> _EXERCISE OBJECTIVE_
Your response should consist solely of the lines from the one containing "of the pathway" through the final line of the entries, repeated exactly.

> _Point-per-instance localization data_
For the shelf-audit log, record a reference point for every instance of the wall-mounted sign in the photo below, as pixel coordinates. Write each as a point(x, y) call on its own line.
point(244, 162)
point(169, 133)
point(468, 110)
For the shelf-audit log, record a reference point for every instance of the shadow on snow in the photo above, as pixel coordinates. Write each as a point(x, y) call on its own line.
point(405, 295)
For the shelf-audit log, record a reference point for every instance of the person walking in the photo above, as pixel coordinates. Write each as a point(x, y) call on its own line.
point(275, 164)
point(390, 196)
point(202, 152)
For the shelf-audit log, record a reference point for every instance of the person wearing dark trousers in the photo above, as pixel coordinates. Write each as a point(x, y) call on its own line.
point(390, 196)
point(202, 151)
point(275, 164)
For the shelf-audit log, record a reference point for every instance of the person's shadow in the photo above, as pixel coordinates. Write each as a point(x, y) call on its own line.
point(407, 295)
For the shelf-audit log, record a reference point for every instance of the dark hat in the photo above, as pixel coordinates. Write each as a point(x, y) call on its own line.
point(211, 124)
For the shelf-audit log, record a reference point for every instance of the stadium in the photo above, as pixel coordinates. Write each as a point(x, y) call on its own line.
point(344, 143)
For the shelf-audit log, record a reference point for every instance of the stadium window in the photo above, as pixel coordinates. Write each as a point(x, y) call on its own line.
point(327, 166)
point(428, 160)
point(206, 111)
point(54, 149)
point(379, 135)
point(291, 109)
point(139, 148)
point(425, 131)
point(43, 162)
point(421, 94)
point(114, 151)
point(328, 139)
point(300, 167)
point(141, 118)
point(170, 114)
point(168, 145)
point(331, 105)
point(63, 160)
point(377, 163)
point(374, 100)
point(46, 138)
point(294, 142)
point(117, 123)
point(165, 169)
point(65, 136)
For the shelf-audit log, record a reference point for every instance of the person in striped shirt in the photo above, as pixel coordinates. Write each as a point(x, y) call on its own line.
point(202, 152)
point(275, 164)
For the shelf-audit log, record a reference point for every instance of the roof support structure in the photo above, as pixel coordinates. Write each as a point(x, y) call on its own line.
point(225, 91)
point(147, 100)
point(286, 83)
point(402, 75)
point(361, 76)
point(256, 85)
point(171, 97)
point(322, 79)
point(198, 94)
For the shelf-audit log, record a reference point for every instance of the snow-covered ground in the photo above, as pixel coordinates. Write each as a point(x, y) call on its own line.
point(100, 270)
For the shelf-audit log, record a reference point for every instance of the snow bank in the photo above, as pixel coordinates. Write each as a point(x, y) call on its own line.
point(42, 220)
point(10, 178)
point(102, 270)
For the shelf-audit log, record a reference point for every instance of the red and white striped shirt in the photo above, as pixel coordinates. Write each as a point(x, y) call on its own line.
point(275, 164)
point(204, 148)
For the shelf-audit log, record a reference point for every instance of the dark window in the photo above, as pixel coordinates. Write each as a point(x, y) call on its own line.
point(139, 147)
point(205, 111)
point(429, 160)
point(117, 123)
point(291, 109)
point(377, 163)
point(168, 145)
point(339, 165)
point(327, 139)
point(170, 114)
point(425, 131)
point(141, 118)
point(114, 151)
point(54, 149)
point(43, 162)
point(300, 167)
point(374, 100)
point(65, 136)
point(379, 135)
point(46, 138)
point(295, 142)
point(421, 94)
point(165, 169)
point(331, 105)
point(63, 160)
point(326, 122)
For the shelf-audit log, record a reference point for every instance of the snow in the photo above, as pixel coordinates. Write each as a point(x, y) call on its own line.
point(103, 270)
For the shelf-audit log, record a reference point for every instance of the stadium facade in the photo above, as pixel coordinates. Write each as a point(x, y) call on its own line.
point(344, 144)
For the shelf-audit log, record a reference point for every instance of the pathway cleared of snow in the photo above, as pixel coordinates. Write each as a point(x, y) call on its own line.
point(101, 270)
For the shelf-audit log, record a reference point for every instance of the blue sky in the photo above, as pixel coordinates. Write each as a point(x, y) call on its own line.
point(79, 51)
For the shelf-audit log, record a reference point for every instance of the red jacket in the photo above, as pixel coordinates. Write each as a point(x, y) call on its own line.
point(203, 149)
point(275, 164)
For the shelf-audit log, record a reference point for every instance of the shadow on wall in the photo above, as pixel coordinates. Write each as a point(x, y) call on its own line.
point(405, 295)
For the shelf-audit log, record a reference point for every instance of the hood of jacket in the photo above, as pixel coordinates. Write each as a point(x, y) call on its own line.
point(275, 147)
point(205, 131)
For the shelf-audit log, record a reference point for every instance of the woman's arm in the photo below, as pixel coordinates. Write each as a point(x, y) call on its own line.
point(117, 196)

> _ANSWER SPACE_
For the shelf-audit log, record a reference point for every instance of the pathway cleared of snow in the photo above, as pixel coordinates. Write each as a point(x, y) call on its own line.
point(101, 270)
For the shelf-audit log, record a reference point for every instance of the blue sky in the photo above, as pixel coordinates. Write each as a point(x, y) call on its own line.
point(79, 51)
For the shelf-audit log, record a reference point for every instance of the red jacket in the photo above, as pixel coordinates. Write each as a point(x, y) call on its own line.
point(203, 149)
point(275, 164)
For the shelf-audit log, record a reference point for every instance of the shadow on wall in the photo above, as pixel coordinates. Write each as a point(x, y) call on its own line.
point(405, 295)
For the shelf-audit log, record a reference point for every instance of the hood of jacket in the photo above, as pixel coordinates. Write each as a point(x, y) call on its own line.
point(275, 147)
point(205, 131)
For the shelf-audit log, record a reference point for every instance of the woman's arm in the photo below, as pixel coordinates. Write each as a point(x, y) call on its own line.
point(117, 196)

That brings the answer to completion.